[[ PASSAGE SHOWN open ]]
Cambridge scientists have stated that advances in genetics are about to revolutionize breast cancer treatment for women, therefore creating more personalised care for each individual.
Breast cancer patients will have their complete genetic code mapped. Doctors claim that it can help them decide on what’s the best treatment to give to their patients.
“By sequencing the tumour we have something like a barcode which gives us the pattern of mutations in that cancer,’’said Carlos Caldas, programme director at Cancer Research UK Cambridge Institute and professor of Cancer Medicine.
“We can understand how the body, and in particular the immune cells are responding and this enables us to deliver more precision medicine.
“This barcode also enables us to do surveillance and identify early whether a tumour is coming back because it is developing resistance to treatment – when those cells start releasing their DNA we can detect them in a blood test known as a liquid biopsy,” he added.
The Personalised Breast Cancer Programme in Cambridge was launched back in 2016 consisting of 275 female participants. It is expected that 2,000 patients will enroll within the next four years.
“Breast cancer is not one but 10 or 11 diseases that are distinct molecular entities and we will increasingly see patients being categorised into one of these groups, enabling us to tailor the way we monitor them; it’s a dramatic improvement in the way we personalise their treatment, ” Professor Caldas said.
“We have had lots of cases where we either opted for a patient to go on a clinical trial because of the results of their sequencing or were offered an alternative treatment as that was a better option, ” stated Dr. Jean Abraham, consultant oncologist at Addenbrooke’s hospital.
The project is currently at the research stage and it does not directly affect clinical decisions.
[[ PASSAGE SHOWN closed ]]
Please give again the part of the breast cancer article that opens with the words "Cambridge scientists have" and closes with "for each individual.", swapping "revolutionize" for "transform".
[[ DATASET EXTRACT open ]]
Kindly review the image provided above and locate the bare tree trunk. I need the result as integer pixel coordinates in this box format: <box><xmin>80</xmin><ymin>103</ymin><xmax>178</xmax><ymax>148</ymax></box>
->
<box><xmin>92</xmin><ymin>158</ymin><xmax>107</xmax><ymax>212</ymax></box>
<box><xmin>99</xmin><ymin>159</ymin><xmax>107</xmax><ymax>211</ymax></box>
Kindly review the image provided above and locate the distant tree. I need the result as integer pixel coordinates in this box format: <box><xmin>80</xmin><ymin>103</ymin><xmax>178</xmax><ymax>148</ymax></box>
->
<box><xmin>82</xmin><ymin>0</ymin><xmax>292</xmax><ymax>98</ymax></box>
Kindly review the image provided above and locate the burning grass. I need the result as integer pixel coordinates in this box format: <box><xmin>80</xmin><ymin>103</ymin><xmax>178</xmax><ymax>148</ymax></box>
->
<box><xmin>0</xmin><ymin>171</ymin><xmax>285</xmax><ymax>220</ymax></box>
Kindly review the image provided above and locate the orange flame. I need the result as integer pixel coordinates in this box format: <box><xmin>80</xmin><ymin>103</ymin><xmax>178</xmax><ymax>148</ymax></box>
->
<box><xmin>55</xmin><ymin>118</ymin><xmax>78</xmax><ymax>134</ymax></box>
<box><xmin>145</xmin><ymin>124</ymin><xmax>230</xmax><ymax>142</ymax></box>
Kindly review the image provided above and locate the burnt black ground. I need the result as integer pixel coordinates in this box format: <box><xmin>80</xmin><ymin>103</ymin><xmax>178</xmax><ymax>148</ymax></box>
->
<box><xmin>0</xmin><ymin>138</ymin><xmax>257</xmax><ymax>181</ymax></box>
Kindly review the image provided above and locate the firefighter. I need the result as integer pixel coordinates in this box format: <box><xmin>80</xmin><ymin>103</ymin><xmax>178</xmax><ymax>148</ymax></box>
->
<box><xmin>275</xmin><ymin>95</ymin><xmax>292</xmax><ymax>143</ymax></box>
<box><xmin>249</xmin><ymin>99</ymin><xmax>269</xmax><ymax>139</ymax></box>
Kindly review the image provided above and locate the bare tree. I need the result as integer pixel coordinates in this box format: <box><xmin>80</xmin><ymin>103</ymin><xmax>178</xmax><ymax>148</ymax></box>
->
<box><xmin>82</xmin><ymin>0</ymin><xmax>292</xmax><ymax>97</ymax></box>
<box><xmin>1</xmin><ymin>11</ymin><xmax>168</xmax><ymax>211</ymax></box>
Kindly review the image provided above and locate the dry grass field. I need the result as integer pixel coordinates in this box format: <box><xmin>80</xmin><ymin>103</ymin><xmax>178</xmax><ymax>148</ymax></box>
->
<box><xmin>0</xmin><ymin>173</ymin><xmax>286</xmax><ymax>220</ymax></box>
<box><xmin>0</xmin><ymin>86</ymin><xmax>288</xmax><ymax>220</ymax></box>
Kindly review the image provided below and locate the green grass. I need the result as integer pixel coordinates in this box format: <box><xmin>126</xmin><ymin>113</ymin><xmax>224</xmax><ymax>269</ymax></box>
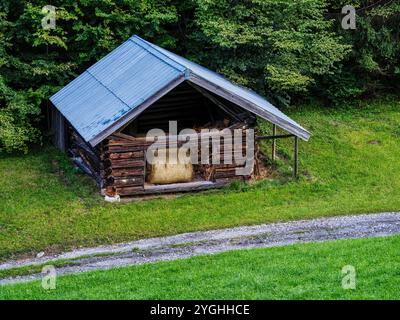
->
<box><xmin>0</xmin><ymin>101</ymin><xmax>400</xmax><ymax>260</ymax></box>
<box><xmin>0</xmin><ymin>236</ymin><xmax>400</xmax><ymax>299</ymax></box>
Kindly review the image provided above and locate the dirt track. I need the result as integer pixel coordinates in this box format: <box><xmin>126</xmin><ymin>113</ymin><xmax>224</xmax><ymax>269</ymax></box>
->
[[ DATASET EXTRACT closed ]]
▶ **ANSWER**
Cambridge scientists have stated that advances in genetics are about to transform breast cancer treatment for women, therefore creating more personalised care for each individual.